First, in VBA. It's both complicated and not all that complicated at the same time. If you know how web technologies work non-language specifically, then it all works pretty much the same way in VBA. First, you'll need to make a web request. You can do that with the winHTTP library or the msXML library. I usually use winHTTP, but unless what you're doing is complex, either one is fine.
WEB REQUEST:
You'll need to instantiate a request object. You can do that by either adding a reference to the library (tools->references-> and pick the library out of the list) or you can use late binding. I prefer to add the reference, because you get intellisense that way. Here are both:
Dim req As New WinHttp.WinHttpRequest
or
Set req = CreateObject("WinHttp.WinHttpRequest.5.1")
Then you open the request. I'm going to assume this is a straight GET. POST requests get a little more complicated:
req.Open "GET", url, TRUE
If you have the reference added and created the req with Dim, then you'll get the intellisense and as you type that the arguments will pop up and you can use that to refer to the documentation if you have questions. TRUE here is to send it asynchronously, which I would do. If you don't, it will block up the interface. This the Open method, which you can find in the documentation.
https://learn.microsoft.com/en-us/windows/win32/winhttp/iwinhttprequest-interface
Then use
req.send
req.WaitForResponse
source = req.responseText
to send the request. WaitForResponse is needed only if you send the request asynchronously. The last part is to get the responseText into a variable.
PARSING:
Then you'll need to do some stuff with the MSHTML library, so add a reference to that. You can also late bind, but I would not, because it will be very helpful to you to have the prompts in intellisense.
First, set up a document
https://learn.microsoft.com/en-us/dotnet/api/mshtml.htmldocument?view=powershellsdk-1.1.0
and write the source you just fetched to it:
Dim doc as new MSHTML.HTMLdocument
doc.write source
Now you have a document object you can manipulate. The trick is to get a reference to the element you want. There are two methods that will return an element:
getElementById
querySelector
If you are lucky, the element you are looking for will have a unique ID and you can just get it. If not so lucky, you can use a selector that identifies it uniquely. In either case, you will set up an IHTMLElement to return to:
Dim el as MSHTML.IHTMLElement
set el = doc.getElementById("uniqueID") 'whatever the unique ID is
Once you have that, you can use the methods and properties of the element to return information about it:
https://learn.microsoft.com/en-us/dotnet/api/mshtml.ihtmlelement?view=powershellsdk-1.1.0
There are more specific interfaces, like
https://developer.mozilla.org/en-US/docs/Web/API/HTMLAnchorElement
You can use the generic IHTMLElement, but sometimes there are advantages to using a specific element type, for instance, the properties that are available to it.

Required actions:
1. In the post on web requests and parsing in VBA, which library does the writer usually use to make a web request?
2. Reproduce word for word the part of the post on web requests and parsing in VBA that opens with the words containing "Then you open" and closes with "into a variable.".

Dataset records:

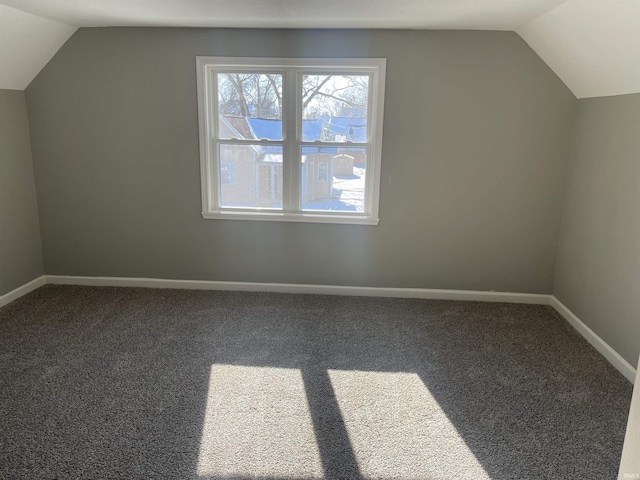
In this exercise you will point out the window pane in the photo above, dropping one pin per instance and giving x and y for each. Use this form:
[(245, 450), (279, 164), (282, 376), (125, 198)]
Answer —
[(250, 105), (250, 176), (334, 108), (333, 179)]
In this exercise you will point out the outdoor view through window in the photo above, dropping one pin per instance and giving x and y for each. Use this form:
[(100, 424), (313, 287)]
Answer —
[(289, 140)]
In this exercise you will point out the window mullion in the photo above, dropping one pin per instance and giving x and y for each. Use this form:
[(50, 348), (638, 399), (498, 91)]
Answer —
[(290, 120)]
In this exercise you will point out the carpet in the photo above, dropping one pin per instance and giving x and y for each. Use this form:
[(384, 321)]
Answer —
[(100, 382)]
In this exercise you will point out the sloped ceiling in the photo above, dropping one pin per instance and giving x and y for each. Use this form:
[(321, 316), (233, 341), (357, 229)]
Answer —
[(592, 45), (27, 43)]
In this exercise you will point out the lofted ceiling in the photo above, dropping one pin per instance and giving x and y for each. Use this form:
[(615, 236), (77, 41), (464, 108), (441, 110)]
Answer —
[(592, 45)]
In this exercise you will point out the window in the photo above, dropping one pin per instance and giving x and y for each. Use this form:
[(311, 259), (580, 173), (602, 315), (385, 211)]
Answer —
[(291, 139), (227, 173)]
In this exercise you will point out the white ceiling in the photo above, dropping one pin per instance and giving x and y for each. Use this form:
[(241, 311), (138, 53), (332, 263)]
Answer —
[(592, 45), (27, 43), (455, 14)]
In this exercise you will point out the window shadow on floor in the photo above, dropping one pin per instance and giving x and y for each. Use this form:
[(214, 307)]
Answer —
[(108, 381)]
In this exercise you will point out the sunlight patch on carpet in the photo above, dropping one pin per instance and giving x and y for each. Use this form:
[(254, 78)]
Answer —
[(257, 423), (397, 429)]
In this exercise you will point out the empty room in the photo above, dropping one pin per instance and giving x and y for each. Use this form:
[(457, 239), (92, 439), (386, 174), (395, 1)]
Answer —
[(303, 240)]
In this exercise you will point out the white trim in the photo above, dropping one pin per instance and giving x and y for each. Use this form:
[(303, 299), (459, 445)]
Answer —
[(266, 216), (598, 343), (425, 293), (291, 69), (23, 290), (630, 462)]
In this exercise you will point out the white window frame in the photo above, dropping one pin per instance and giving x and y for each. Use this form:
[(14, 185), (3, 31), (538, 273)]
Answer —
[(292, 70)]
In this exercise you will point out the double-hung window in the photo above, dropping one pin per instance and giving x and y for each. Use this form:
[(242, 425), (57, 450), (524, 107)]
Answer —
[(291, 139)]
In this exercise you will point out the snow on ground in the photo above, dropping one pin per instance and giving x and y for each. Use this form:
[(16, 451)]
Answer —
[(348, 194)]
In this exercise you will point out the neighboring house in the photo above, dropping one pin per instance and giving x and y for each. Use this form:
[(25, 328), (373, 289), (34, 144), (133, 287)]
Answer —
[(251, 175)]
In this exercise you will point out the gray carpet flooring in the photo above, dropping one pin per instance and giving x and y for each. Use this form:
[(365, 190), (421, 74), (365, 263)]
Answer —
[(141, 383)]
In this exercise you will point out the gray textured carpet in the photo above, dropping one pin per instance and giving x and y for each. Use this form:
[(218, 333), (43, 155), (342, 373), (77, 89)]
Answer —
[(138, 383)]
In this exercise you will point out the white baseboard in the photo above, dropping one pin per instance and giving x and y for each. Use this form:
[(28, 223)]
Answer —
[(23, 290), (425, 293), (603, 347)]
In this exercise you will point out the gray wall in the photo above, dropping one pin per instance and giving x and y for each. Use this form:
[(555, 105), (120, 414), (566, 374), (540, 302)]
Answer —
[(476, 139), (598, 272), (20, 247)]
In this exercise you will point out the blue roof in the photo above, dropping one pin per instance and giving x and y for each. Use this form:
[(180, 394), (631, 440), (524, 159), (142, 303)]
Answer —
[(354, 129)]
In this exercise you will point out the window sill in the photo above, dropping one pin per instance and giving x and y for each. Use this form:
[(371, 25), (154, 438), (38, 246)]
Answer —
[(292, 217)]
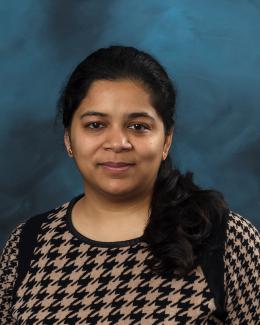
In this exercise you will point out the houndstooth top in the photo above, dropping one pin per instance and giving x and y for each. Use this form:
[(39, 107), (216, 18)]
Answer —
[(75, 280)]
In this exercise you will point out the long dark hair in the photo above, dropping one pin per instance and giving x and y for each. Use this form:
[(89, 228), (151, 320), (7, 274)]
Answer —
[(182, 215)]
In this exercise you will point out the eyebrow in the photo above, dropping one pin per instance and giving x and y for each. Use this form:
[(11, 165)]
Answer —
[(131, 115)]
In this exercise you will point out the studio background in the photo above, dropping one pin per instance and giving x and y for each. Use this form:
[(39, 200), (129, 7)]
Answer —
[(211, 50)]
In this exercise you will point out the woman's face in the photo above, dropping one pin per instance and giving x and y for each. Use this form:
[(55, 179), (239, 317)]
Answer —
[(116, 123)]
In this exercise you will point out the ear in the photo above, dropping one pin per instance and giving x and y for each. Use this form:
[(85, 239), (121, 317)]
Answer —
[(167, 144), (67, 143)]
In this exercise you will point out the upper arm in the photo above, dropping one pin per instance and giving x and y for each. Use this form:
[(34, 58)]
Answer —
[(8, 268), (241, 276)]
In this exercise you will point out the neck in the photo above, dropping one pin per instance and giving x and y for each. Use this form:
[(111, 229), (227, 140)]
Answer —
[(99, 217)]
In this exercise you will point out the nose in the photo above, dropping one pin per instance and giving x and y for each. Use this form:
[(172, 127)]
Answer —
[(117, 140)]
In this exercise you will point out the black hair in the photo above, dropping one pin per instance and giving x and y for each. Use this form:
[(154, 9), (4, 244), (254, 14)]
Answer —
[(182, 215)]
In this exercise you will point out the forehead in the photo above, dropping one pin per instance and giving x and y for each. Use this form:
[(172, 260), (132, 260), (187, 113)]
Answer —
[(117, 97)]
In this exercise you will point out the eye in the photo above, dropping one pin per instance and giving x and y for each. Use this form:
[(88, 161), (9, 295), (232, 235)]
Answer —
[(140, 127), (93, 125)]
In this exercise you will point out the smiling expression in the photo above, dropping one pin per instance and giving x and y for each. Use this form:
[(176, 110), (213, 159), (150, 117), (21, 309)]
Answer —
[(116, 123)]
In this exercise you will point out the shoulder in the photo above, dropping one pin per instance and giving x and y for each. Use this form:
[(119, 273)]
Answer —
[(242, 247), (241, 276), (240, 231)]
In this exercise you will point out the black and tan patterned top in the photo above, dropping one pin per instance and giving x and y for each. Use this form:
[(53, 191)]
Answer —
[(75, 280)]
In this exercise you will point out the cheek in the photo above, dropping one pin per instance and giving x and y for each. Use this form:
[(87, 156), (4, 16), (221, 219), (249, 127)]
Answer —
[(151, 150)]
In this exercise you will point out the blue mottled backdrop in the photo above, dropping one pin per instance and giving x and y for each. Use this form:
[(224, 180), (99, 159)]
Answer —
[(211, 50)]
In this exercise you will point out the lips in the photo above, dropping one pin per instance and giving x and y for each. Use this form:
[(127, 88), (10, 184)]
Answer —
[(116, 164)]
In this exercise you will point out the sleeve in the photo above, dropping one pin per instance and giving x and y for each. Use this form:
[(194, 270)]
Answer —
[(241, 272), (8, 268)]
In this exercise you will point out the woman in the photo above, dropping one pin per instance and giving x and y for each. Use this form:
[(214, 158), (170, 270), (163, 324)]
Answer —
[(143, 244)]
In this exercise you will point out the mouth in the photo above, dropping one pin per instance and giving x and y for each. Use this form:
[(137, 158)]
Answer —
[(116, 167)]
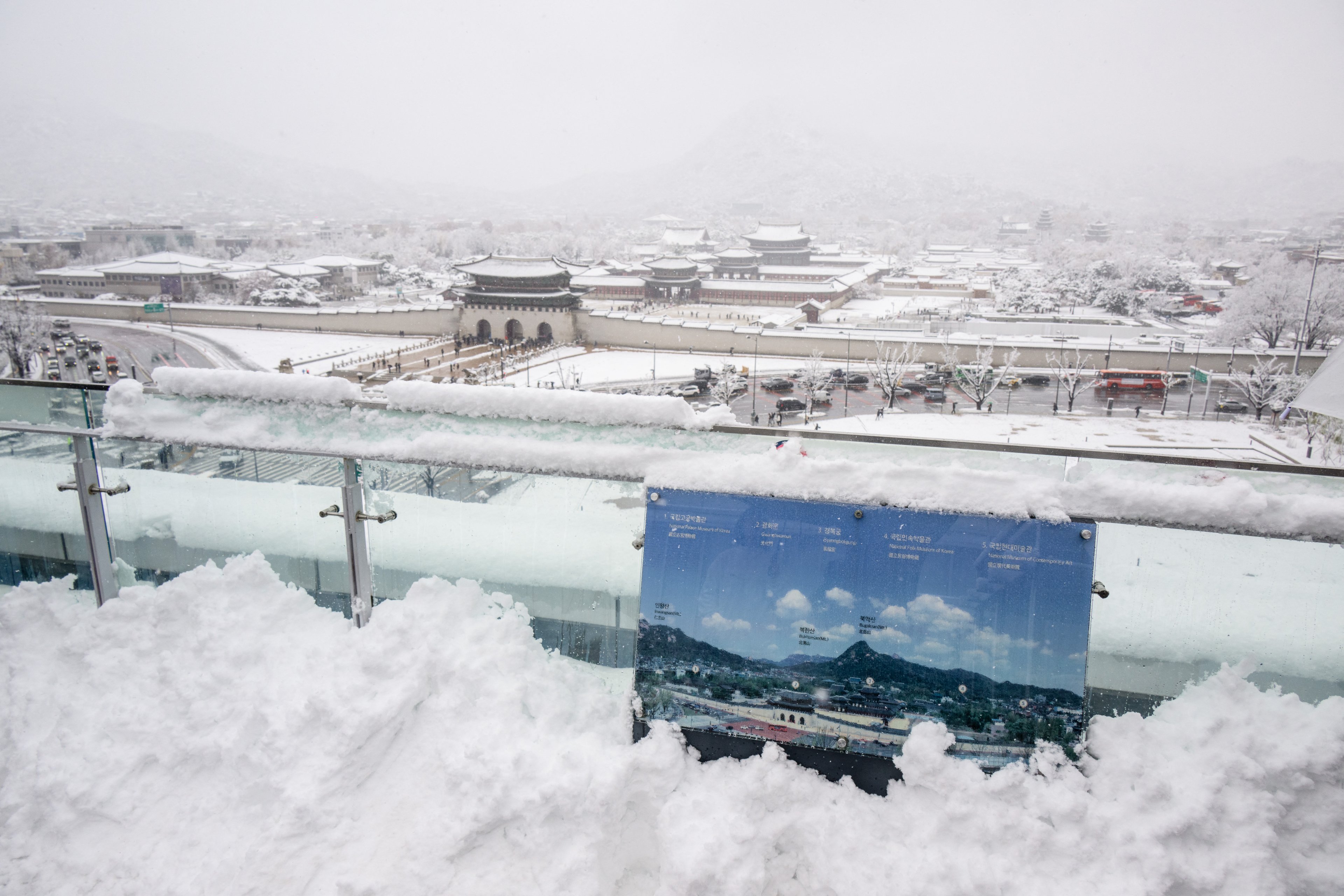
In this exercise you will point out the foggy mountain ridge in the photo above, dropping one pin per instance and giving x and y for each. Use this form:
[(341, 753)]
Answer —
[(104, 166), (99, 167)]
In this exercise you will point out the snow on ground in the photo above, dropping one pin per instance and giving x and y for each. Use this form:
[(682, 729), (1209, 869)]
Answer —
[(269, 347), (1174, 434), (222, 734), (628, 366)]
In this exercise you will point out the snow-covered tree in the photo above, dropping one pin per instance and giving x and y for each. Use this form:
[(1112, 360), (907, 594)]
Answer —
[(22, 334), (889, 367), (1267, 308), (815, 375), (1072, 374), (980, 379), (287, 292), (1265, 385), (726, 386), (1326, 317)]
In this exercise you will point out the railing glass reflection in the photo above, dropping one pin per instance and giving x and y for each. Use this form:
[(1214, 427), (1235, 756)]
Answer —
[(1181, 604), (562, 546)]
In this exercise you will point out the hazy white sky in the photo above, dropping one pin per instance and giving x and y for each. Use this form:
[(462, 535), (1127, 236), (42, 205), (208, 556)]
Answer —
[(530, 93)]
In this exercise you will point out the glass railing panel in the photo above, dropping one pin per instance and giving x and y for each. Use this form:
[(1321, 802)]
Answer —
[(51, 405), (191, 504), (1181, 604), (41, 530), (561, 546)]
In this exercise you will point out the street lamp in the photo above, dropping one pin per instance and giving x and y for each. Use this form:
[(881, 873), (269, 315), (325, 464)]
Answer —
[(756, 373), (1307, 312)]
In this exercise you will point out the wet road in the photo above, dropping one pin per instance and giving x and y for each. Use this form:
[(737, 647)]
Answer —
[(1025, 399), (136, 351)]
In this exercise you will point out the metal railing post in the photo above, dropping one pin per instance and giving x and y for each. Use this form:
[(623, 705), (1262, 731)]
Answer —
[(357, 546), (94, 516)]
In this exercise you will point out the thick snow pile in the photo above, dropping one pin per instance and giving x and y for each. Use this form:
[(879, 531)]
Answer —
[(195, 382), (561, 406), (224, 735), (934, 480)]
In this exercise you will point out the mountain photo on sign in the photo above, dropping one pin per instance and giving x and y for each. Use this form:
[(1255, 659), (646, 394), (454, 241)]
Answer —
[(808, 624)]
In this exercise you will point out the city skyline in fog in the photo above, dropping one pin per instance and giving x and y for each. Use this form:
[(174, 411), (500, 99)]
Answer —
[(522, 97)]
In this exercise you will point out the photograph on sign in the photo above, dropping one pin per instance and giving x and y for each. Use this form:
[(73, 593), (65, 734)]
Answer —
[(842, 626)]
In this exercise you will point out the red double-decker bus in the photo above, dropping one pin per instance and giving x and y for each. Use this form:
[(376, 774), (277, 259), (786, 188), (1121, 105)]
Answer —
[(1129, 379)]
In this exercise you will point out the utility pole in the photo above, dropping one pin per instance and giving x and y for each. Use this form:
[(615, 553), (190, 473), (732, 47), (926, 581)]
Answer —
[(1307, 312), (1199, 344), (847, 373), (756, 373)]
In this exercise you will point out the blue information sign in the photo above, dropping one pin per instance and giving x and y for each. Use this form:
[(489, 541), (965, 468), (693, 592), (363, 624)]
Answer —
[(842, 626)]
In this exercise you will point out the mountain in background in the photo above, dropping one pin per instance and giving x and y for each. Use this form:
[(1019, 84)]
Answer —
[(94, 167), (86, 167)]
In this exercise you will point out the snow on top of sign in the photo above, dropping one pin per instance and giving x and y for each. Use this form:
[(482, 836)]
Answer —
[(193, 382), (564, 406), (201, 726)]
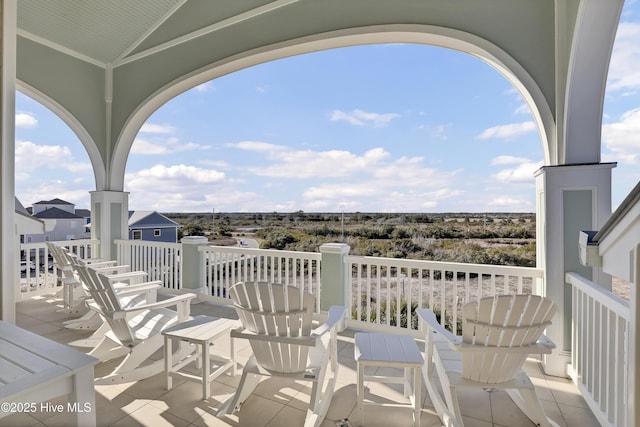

Final results:
1. The winHTTP library.

2.
Then you open the request. I'm going to assume this is a straight GET. POST requests get a little more complicated:
req.Open "GET", url, TRUE
If you have the reference added and created the req with Dim, then you'll get the intellisense and as you type that the arguments will pop up and you can use that to refer to the documentation if you have questions. TRUE here is to send it asynchronously, which I would do. If you don't, it will block up the interface. This the Open method, which you can find in the documentation.
https://learn.microsoft.com/en-us/windows/win32/winhttp/iwinhttprequest-interface
Then use
req.send
req.WaitForResponse
source = req.responseText
to send the request. WaitForResponse is needed only if you send the request asynchronously. The last part is to get the responseText into a variable.